→ **TASK STATEMENT**
So that nothing is lost, transcribe each line of the records exactly.

→ **THE RECORDS**
● ● ●

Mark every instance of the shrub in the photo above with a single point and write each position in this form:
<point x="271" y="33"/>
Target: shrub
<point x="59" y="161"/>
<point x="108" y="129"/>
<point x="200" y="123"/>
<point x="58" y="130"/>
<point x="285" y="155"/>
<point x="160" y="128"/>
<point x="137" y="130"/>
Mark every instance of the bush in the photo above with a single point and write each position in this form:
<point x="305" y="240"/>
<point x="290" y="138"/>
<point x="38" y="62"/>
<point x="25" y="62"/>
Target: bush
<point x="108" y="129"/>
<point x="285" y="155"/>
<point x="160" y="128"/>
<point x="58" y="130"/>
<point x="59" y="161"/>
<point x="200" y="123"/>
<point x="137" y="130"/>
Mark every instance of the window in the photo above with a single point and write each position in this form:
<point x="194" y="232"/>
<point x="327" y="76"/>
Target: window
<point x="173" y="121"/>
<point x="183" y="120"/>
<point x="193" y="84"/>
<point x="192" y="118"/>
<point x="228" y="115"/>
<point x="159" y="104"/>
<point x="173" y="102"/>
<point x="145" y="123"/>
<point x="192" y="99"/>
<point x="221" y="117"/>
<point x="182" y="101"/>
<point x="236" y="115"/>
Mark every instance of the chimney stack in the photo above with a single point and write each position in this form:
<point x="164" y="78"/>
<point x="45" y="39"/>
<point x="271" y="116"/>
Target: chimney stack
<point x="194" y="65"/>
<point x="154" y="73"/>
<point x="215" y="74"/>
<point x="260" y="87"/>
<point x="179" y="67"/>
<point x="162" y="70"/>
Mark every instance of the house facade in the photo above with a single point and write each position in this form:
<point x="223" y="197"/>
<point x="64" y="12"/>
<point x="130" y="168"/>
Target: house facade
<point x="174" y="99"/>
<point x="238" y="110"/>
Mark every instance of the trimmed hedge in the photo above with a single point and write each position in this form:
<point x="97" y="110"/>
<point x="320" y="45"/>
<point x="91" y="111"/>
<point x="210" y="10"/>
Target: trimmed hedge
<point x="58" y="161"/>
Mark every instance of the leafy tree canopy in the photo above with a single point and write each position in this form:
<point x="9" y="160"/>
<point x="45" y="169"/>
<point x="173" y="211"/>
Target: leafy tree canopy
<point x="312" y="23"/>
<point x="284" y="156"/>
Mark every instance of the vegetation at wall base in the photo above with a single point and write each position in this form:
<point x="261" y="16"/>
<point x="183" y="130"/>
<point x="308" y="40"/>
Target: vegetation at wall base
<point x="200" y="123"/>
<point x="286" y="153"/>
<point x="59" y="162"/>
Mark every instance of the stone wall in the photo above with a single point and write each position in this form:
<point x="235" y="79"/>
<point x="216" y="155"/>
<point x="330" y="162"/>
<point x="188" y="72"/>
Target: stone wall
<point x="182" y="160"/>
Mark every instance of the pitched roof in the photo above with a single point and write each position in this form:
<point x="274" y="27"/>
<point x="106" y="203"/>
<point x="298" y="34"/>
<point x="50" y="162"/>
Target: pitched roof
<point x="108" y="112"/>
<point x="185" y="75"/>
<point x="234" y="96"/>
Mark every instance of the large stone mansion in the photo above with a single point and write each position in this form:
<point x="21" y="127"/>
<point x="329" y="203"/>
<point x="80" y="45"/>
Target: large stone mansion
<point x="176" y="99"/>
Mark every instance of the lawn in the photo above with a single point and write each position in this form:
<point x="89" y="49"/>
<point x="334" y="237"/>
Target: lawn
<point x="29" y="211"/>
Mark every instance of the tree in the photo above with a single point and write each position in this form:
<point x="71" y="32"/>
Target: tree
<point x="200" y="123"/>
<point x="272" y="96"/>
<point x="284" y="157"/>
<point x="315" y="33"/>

● ● ●

→ **SOLUTION**
Mark every instance of the shrub in the photo above with a single point and write each position in this form:
<point x="271" y="33"/>
Target: shrub
<point x="59" y="161"/>
<point x="108" y="129"/>
<point x="200" y="123"/>
<point x="58" y="130"/>
<point x="285" y="155"/>
<point x="160" y="128"/>
<point x="137" y="130"/>
Mark every instance of the bush in the photo above with a single point and write each position in this form:
<point x="305" y="240"/>
<point x="290" y="138"/>
<point x="38" y="62"/>
<point x="25" y="62"/>
Target: bush
<point x="108" y="129"/>
<point x="285" y="155"/>
<point x="160" y="128"/>
<point x="58" y="130"/>
<point x="59" y="161"/>
<point x="200" y="123"/>
<point x="137" y="130"/>
Mark every instance of the window in the photo above with a single point and write each position in this form:
<point x="194" y="232"/>
<point x="327" y="76"/>
Target: window
<point x="173" y="121"/>
<point x="183" y="120"/>
<point x="193" y="84"/>
<point x="192" y="118"/>
<point x="228" y="115"/>
<point x="159" y="104"/>
<point x="173" y="102"/>
<point x="145" y="123"/>
<point x="192" y="99"/>
<point x="221" y="117"/>
<point x="182" y="101"/>
<point x="236" y="115"/>
Mark every instance of the chimney stack in the photo above with a single point and write each position in this form:
<point x="164" y="78"/>
<point x="45" y="39"/>
<point x="271" y="116"/>
Target: chimney stack
<point x="194" y="65"/>
<point x="154" y="73"/>
<point x="215" y="74"/>
<point x="260" y="87"/>
<point x="179" y="67"/>
<point x="162" y="70"/>
Mark every instance of the house facade in the photo above with a single point and write each position in this form:
<point x="223" y="197"/>
<point x="64" y="12"/>
<point x="130" y="168"/>
Target: house facade
<point x="174" y="99"/>
<point x="238" y="110"/>
Mark every instance of the trimmed hedge in the photo above with a single point and write each position in this form:
<point x="97" y="110"/>
<point x="320" y="45"/>
<point x="91" y="111"/>
<point x="210" y="10"/>
Target: trimmed hedge
<point x="58" y="161"/>
Mark every instance of the leafy tree canopy in the photo above with a single point and write each position in this form:
<point x="9" y="160"/>
<point x="45" y="169"/>
<point x="173" y="211"/>
Target: leafy tree canopy
<point x="312" y="23"/>
<point x="284" y="156"/>
Mark every instance of the vegetation at wall base in the photo above with a single point and write each position in this form:
<point x="261" y="16"/>
<point x="183" y="130"/>
<point x="308" y="40"/>
Target: vegetation at wall base
<point x="200" y="123"/>
<point x="286" y="153"/>
<point x="59" y="162"/>
Mark every instance of the stone wall in the photo above with a single point and write each position in this form:
<point x="235" y="79"/>
<point x="216" y="155"/>
<point x="330" y="162"/>
<point x="188" y="72"/>
Target: stone wall
<point x="182" y="160"/>
Mark every instance of the pitched roof in the photo above with a single point and write each position in this form:
<point x="274" y="27"/>
<point x="106" y="203"/>
<point x="298" y="34"/>
<point x="50" y="162"/>
Target: pitched roof
<point x="108" y="112"/>
<point x="185" y="75"/>
<point x="234" y="96"/>
Mark every instance of the large stone mansion in the photo above with a single point and write each position in this form:
<point x="21" y="127"/>
<point x="329" y="203"/>
<point x="80" y="45"/>
Target: large stone mansion
<point x="176" y="99"/>
Mark every instance of the lawn in the photo above with a single point and write each position in this form:
<point x="89" y="49"/>
<point x="334" y="237"/>
Target: lawn
<point x="29" y="211"/>
Mark every instance of the tree in the photo above with a single point and write each position in this form:
<point x="71" y="32"/>
Target: tree
<point x="200" y="123"/>
<point x="272" y="96"/>
<point x="284" y="157"/>
<point x="315" y="33"/>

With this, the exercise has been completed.